■ Document extract
He worked with Sandoz/Novartis for 31 years to develop drugs for cardiovascular diseases, migraine, pain, irritable bowel syndrome, schizophrenia, depression, anxiety, epilepsy, oncology, endocrine and sleep disorders. “One of the benefits of working in Pharma is the constant change – there’s never a dull moment,” he says.

During this time, Danny was the recipient of many accolades. By 2002, he was on the first ISI highly cited researchers list. In 2003, he was ranked in the top 10 most cited pharmacologists in the world. Having moved from 5-HT to Neuropeptides, he got a European Neuropeptide Club (ENC) prize for his work on somatostatin, became a Novartis leading scientist and Fellow on the British Pharmacology Society (BPS). In 2003-2004, Prof Hoyer was elected president of the International Society for Serotonin Research (ISSR), chaired IUPHAR committees on 5-HT and somatostatin receptors, became ENC president and adjunct Professor at Scipps .

■ Activity list
1/ In the career profile, rewrite the passage from "During this time, Danny" to "at Scipps .", replacing "accolades" with "honors".
2/ Name every abbreviation that the career profile places in parentheses after a full name, and give the full name for each.
3/ Write a continuation of the profile of Danny Hoyer's career that picks up after its final sentence.

■ Source data
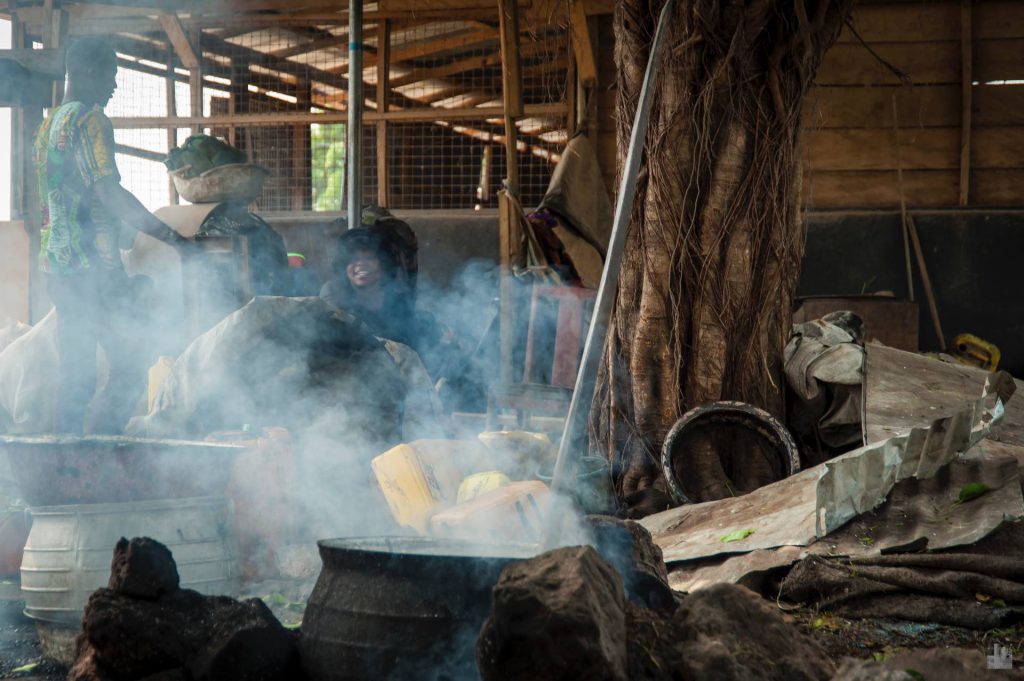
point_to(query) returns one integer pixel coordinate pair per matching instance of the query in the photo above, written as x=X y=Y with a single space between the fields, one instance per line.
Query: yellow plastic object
x=514 y=513
x=481 y=483
x=519 y=453
x=970 y=349
x=158 y=374
x=422 y=477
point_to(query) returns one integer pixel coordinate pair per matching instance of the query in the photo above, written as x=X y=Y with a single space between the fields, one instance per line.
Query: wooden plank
x=903 y=23
x=966 y=92
x=436 y=45
x=996 y=187
x=919 y=22
x=170 y=84
x=998 y=59
x=926 y=281
x=926 y=105
x=997 y=147
x=1001 y=18
x=832 y=189
x=932 y=62
x=997 y=104
x=923 y=149
x=196 y=85
x=511 y=88
x=531 y=48
x=875 y=150
x=583 y=48
x=176 y=34
x=926 y=62
x=383 y=76
x=420 y=115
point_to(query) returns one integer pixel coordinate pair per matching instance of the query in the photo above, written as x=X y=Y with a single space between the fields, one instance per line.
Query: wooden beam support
x=508 y=13
x=435 y=45
x=170 y=88
x=176 y=34
x=301 y=150
x=418 y=115
x=383 y=78
x=196 y=84
x=967 y=85
x=583 y=46
x=470 y=64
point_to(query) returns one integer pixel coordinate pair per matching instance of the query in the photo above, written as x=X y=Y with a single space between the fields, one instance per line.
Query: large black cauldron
x=400 y=607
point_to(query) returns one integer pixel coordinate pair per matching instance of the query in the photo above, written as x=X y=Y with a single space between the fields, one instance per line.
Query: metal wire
x=449 y=161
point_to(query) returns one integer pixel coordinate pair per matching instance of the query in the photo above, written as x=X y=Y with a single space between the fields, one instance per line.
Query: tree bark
x=713 y=255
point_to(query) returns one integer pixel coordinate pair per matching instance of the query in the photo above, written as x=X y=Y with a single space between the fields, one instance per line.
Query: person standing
x=84 y=208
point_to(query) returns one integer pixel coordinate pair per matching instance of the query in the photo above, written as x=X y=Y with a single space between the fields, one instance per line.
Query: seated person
x=369 y=285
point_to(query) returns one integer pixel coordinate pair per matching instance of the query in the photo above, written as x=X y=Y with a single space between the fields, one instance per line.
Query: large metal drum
x=400 y=607
x=68 y=555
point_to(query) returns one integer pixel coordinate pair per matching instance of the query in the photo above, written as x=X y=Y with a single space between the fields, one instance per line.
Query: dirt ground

■ Expected responses
1/
During this time, Danny was the recipient of many honors. By 2002, he was on the first ISI highly cited researchers list. In 2003, he was ranked in the top 10 most cited pharmacologists in the world. Having moved from 5-HT to Neuropeptides, he got a European Neuropeptide Club (ENC) prize for his work on somatostatin, became a Novartis leading scientist and Fellow on the British Pharmacology Society (BPS). In 2003-2004, Prof Hoyer was elected president of the International Society for Serotonin Research (ISSR), chaired IUPHAR committees on 5-HT and somatostatin receptors, became ENC president and adjunct Professor at Scipps .

2/
ENC: European Neuropeptide Club
BPS: British Pharmacology Society
ISSR: International Society for Serotonin Research

3/
His work resulted in six patents, two which are biological in essence and are his favourites. “They concentrate on neuropsychiatric disorders treatments, for depression and bipolar disorders, but also schizophrenia and migraine,” he explains. “They are based on gene expression profiling performed in tissues from patients and animal models of disease.”


After three decades working mainly in cardiovascular and neuropsychiatry, Prof Hoyer was ready for a change.

“One of my jobs with Novartis was to manage and coordinate academic collaborations. So, I was curious about life on the other side of the fence.”

He applied for the Chair and Head of Pharmacology at the University of Melbourne in 2012 – a good choice as his wife Laura, a neuroscientist, is from Auckland.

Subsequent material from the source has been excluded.